**What is being asked**
State how many lines of the following material contain the string "below", treating uppercase and lowercase as different, and reply with that number only.

**Material provided**
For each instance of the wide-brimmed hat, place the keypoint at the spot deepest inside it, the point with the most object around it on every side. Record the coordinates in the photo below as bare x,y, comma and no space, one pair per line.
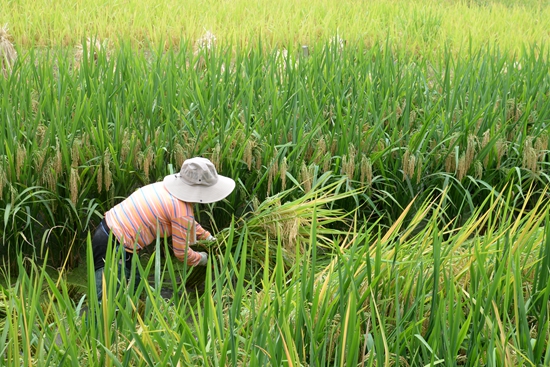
199,182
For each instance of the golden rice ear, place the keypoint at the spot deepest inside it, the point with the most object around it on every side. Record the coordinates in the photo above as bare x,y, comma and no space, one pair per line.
8,55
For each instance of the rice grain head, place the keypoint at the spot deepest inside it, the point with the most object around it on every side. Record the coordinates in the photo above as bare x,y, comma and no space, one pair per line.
366,170
541,146
348,163
20,159
462,167
99,178
500,146
529,155
107,174
8,55
216,157
179,155
206,42
450,162
419,163
75,153
3,178
73,183
93,48
284,168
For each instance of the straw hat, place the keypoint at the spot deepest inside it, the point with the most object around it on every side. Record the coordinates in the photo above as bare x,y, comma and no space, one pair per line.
198,182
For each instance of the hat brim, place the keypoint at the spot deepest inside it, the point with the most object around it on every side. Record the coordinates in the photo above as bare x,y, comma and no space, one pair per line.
199,193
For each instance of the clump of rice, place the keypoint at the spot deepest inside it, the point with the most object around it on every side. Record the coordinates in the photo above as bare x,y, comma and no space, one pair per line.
94,47
8,55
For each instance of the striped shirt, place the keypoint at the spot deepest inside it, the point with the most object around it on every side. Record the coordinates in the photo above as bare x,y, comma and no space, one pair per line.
151,209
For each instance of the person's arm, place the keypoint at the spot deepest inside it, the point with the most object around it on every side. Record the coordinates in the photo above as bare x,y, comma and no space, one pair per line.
183,235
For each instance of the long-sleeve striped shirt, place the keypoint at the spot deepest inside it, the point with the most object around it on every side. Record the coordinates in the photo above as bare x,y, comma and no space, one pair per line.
151,209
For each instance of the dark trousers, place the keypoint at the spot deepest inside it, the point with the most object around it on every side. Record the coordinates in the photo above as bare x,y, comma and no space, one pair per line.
100,244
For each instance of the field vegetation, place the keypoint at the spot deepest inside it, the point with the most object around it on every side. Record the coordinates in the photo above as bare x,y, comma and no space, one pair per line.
392,166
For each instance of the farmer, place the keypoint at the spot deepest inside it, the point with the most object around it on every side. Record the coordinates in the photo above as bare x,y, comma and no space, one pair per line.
163,208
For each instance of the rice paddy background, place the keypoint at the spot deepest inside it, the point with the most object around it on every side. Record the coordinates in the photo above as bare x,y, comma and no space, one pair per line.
391,161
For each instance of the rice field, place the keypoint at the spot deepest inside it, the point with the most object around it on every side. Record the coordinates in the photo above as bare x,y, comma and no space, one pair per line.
392,177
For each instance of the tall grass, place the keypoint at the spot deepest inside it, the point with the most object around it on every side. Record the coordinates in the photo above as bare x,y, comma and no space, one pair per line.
78,135
415,295
418,26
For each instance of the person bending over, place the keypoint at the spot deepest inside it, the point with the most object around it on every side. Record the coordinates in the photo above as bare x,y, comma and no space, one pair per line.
162,208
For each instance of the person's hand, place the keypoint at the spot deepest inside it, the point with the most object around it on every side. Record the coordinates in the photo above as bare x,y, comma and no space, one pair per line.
204,259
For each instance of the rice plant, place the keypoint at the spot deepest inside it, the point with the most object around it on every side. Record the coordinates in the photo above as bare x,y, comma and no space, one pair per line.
417,294
396,125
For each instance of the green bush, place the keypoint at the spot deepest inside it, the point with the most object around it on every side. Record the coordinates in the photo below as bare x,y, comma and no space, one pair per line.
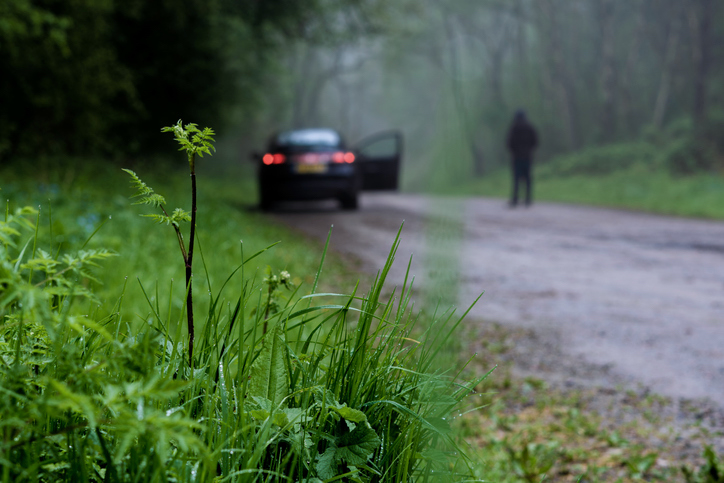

**Worked answer**
2